Performance Testing,
a Data Challenge

Reducing large amounts of data to key metrics without losing too much information

René Schwietzke, Xceptance GmbH

About Xceptance

  • Founded 2004, Offices in Jena and Erfurt, Germany
  • Subsidiary in Cambridge, MA, USA
  • 50+ Employees
  • Focused on Software Test and Quality Assurance
  • Performance Testing, Test Automation, Functional Testing, QA, and Test Process Consulting
  • Mostly Active in Ecommerce and Internet
  • Own Open Source Tooling Test Tool XLT () - https://github.com/Xceptance/XLT

About René Schwietzke

  • Co-Founder and Managing Directory Xceptance
  • Master of Computer Science (in German: Dipl.-Inf.)
  • Programmer Since 1992
  • In QA and Test Since 1998
  • Performance Tester Since 1999
  • @ReneSchwietzke
  • #java #qa #test #performance #performancetest #quality #automation

What is Performance Testing?

Quick Peak at the Basics

Performance Testing 101

A response in a nutshell

  • Goal: Gain confidence and knowledge, learn to know and trust the system. Ensure it can fullfil the business requirements.
  • Why? Get a comprehensive picture of the system's performance, stability, and scaling behavior.
  • How? Use a load test tool to create an accurate simulation of its future usage and measure the system's behavior. This is mostly a black box view.
  • Result: See the behavior of interactions with the system, see any changes over time as well as situations that might trigger certain types of errors.

The Audience - A Diverse Crowd

Who consumes the results and why?

  • Engineering: Starts precisely planned, loses focus quickly, cannot sell results to higher levels without causing uncertainty or unwanted discussions
  • Eng/QA: Don't talk the same language when talking about results
  • Eng Management: Asks technical questions about the testing over and over again because it does not understand the results or doubt them
  • Product Management: Too much data
  • Sales: Give us a number, one number only please.
  • Services: Was it our fault?
  • Implementation Partners: Does it work and is there anything to do?
  • Merchants: Will we succeed?

Performance Testing - The Numbers

What are we looking for?

Given Requirements

  • Visits/h - 100,000
  • Page Views/h - 1 million
  • Orders/h - 3,500
  • Runtime Average - 250 ms
  • Runtime P99.9 - 500 ms
  • Runtime Max - 3,000 ms
  • Lot of vage ideas

Results

  • Achieved Visits
  • Achieved Page Views
  • Achieved Orders
  • Runtimes and if they match expectations
  • Errors count and error picture
  • Stability and development over time

The Data

All the Numbers We Are Dealing With

Data Capturing

What data can we capture (not only measure)

» **Given request 1**
In the excerpt on performance testing above, condense the bulleted passage that begins "Goal: Gain confidence and knowledge" into one short paragraph that keeps its main facts.

» **Information supplied**
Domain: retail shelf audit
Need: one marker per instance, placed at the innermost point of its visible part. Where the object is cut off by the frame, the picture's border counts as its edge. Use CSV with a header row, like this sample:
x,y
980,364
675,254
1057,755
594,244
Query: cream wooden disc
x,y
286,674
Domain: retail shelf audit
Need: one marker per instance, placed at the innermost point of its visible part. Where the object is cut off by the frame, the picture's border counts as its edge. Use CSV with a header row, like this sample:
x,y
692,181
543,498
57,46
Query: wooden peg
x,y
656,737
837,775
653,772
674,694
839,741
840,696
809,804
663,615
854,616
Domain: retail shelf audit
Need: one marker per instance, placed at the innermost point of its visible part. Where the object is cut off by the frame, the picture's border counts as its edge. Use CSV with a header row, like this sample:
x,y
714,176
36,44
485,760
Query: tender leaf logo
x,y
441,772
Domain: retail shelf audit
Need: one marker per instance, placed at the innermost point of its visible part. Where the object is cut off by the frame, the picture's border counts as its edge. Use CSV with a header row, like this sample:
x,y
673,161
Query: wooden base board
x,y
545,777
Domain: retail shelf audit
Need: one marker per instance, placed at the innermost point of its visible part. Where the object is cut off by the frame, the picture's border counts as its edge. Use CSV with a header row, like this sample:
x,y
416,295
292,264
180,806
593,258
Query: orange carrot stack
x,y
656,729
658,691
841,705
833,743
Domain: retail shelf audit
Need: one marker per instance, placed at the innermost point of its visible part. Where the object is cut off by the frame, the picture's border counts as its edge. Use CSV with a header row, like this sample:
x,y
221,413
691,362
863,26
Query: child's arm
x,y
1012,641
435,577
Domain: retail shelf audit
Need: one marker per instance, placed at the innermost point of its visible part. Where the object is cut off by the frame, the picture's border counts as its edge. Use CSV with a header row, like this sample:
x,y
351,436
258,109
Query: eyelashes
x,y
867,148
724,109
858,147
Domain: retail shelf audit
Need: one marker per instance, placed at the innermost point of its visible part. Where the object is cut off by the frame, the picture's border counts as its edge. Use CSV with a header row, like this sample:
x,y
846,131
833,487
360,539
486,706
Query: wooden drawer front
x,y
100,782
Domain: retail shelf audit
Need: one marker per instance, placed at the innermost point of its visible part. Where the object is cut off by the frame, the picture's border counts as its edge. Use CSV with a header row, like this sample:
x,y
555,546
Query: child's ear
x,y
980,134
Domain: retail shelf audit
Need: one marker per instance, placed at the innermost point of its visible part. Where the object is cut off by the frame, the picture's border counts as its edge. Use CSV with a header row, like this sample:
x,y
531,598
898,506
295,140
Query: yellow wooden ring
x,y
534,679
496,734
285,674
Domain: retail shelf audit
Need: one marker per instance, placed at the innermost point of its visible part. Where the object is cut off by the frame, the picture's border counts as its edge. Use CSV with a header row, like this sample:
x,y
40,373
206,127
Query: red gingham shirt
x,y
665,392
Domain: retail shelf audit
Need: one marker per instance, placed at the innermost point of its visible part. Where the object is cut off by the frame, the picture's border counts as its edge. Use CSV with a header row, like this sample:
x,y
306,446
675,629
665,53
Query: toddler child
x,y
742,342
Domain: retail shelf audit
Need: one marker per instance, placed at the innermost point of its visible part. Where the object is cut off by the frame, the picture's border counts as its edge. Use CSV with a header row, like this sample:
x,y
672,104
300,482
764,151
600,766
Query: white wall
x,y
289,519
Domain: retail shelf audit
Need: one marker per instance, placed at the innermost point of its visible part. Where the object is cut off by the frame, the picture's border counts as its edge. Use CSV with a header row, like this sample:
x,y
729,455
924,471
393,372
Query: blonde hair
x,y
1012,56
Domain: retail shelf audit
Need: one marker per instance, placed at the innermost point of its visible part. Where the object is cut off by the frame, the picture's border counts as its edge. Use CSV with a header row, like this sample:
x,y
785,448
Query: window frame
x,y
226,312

» **Given request 2**
Return every line of the records that contains the word "child".

» **Answer 1**
Performance testing aims to build knowledge of and trust in a system and to make sure it can meet business requirements. It gives a full picture of the system's performance, stability, and scaling behavior. A load test tool accurately simulates future usage while the system's behavior is measured, mostly as a black box. The results show how interactions with the system behave, how that changes over time, and which situations may trigger certain types of errors.

» **Answer 2**
Query: child's arm
Query: child's ear
Query: toddler child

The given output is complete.